What this task involves: Write a continuation of the passage on secession and the ratification of the Constitution, beginning after its final sentence.

Provided passage:
☆ ☆ ☆ ☆

When the union was formed around the US constitution in 1788,
the premise of that union was that, as James Madison said in Federalist 39,
“Each State, in ratifying the Constitution, is considered as a sovereign body,
independent of all others, and only to be bound by its own voluntary act.” Had
the case been otherwise, not a single State would have ratified the
constitution.
The right to secede from the union was understood by all
concerned, and in fact was made a condition of ratification by three States
(Rhode Island, New York and Virginia) who asserted that they reserved the right
to "reassume" all delegated powers should the new government
"become perverted to their injury or oppression".
By 1860 it was evident that opponents of the constitution such
as George Mason, Patrick Henry and Richard Henry Lee had been proven correct in
their assertions that it was in error to enter into union under a
"central" government with people from other regions "whose
manners and customs so greatly differed from ours".
When the Southern States began seceding in late 1860 and early
1861, they were simply exercising what the Declaration of Independence had
recognized as a God-given right- the right to part ways and form a new
government of their own choosing. Abraham L:incoln, acting the part of George III,
undertook to crush this right and in so doing to destroy the very fabric that
American governance was built on. Philosophically, "America" has
never recovered from his victory.

☆ ☆ ☆ ☆

Supplied information:
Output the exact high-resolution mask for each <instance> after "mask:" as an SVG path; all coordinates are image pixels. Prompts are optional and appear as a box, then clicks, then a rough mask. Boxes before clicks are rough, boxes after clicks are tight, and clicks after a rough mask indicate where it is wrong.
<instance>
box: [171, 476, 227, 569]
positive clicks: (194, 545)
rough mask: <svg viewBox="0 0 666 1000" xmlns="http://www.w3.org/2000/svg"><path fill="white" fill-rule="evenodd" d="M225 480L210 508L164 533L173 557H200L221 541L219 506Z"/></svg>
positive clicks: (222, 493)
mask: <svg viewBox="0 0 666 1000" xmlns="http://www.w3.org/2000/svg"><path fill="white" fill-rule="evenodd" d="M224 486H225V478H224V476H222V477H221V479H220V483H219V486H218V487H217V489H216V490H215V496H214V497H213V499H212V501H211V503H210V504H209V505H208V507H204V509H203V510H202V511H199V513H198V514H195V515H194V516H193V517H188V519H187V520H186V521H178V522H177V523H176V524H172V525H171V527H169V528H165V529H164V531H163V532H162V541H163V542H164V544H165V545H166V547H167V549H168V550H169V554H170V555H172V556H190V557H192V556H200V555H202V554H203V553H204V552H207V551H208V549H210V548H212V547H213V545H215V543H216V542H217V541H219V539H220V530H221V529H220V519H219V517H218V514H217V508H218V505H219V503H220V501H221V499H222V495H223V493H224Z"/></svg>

☆ ☆ ☆ ☆

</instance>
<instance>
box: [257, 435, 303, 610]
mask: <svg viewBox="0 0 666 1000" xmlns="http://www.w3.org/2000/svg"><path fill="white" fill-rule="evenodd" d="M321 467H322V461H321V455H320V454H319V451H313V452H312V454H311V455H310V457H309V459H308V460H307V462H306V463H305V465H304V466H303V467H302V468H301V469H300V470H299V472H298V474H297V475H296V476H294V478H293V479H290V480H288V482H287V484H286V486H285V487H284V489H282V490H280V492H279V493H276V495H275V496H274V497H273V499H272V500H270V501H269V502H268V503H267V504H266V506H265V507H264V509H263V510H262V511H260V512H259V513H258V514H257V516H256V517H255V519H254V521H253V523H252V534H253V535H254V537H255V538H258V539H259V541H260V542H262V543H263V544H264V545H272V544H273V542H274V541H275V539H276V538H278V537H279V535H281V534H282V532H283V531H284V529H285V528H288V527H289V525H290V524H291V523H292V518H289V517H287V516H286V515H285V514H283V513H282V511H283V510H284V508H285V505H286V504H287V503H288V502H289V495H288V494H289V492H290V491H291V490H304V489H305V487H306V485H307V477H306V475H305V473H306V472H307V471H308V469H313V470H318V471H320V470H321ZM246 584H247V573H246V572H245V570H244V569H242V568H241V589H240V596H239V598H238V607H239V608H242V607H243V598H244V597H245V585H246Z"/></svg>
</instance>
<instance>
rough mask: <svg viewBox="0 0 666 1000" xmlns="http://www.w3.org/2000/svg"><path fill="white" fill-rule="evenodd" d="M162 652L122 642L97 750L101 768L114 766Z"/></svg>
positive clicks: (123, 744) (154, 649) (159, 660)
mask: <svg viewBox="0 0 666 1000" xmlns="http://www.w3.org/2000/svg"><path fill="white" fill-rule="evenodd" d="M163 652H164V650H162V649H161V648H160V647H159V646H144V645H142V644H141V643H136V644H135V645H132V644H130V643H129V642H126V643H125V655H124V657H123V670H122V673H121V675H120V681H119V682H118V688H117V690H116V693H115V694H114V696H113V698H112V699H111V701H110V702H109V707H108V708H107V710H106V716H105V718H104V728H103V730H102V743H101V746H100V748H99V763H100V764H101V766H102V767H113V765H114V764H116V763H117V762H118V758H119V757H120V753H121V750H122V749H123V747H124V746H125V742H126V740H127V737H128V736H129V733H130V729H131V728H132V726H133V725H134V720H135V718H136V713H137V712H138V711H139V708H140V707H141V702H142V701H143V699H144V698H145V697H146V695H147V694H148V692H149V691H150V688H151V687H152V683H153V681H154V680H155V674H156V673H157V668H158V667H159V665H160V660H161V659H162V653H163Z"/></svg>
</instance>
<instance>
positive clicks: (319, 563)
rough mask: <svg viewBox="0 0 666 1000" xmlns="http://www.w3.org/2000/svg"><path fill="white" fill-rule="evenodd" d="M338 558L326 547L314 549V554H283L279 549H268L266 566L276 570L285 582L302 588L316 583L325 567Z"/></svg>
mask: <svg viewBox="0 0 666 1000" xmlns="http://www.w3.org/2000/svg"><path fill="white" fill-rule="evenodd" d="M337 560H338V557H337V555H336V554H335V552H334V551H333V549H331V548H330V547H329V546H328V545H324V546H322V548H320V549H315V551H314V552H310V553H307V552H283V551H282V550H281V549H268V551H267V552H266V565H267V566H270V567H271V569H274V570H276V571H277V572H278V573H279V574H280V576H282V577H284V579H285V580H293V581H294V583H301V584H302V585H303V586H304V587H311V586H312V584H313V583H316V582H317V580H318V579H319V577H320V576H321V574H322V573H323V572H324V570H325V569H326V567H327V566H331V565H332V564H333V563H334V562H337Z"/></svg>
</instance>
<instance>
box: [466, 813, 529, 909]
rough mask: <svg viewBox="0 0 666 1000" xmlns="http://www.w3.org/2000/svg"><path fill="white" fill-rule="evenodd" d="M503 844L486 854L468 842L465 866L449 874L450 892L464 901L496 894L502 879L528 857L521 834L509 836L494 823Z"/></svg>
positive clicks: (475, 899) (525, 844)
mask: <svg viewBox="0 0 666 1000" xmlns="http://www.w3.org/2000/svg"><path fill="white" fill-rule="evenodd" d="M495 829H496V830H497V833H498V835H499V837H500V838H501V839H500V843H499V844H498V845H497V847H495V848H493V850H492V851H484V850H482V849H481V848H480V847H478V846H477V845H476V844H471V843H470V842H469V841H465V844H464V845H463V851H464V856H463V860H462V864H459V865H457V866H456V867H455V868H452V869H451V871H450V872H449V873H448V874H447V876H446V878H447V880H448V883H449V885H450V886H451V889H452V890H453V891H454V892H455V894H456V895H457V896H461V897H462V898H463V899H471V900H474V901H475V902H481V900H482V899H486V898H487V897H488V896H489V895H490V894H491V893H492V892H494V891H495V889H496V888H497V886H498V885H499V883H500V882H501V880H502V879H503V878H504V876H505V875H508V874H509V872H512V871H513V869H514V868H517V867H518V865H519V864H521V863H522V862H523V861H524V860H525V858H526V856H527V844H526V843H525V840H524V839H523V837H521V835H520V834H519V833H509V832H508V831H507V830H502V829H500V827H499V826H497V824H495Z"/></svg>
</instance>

☆ ☆ ☆ ☆

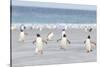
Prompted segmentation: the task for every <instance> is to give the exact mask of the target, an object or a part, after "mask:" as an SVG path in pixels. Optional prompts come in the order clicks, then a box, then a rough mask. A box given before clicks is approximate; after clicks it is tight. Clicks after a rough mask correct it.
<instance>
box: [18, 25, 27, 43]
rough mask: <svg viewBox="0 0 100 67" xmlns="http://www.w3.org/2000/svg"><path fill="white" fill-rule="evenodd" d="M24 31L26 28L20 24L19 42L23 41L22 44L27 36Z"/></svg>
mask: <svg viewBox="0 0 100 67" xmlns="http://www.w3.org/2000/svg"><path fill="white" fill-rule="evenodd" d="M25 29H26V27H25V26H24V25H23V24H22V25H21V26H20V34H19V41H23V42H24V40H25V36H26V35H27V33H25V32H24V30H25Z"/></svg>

☆ ☆ ☆ ☆

Result of the task:
The Southern soldiers who voluntarily offered their own lives in
defense of their rights, families, homes and the well being of their posterity
should be celebrated, remembered and honored rather than maligned as they so
often are today. If the colonials of 1776 are regarded as "patriots",
then so must these men also be regarded as the same. They fought nobly,
honorably and for a just cause- the cause of independence from tyrannical
government.
April is Confederate History Month. The men pictured below are
my 3rd Great Grandfathers, Private Joseph Hinson of Company D, 6th Florida
Infantry, and Private William G. Smith, Company H, 51st Georgia Infantry. I am
immensely proud of these men, of their Cause and of their blood now flowing
through my veins, and the veins of my sons. In all of American history there is
no greater example of valor, heroism and patriotism than was displayed by the
men in Gray who offered all that they had in defense of Dixie.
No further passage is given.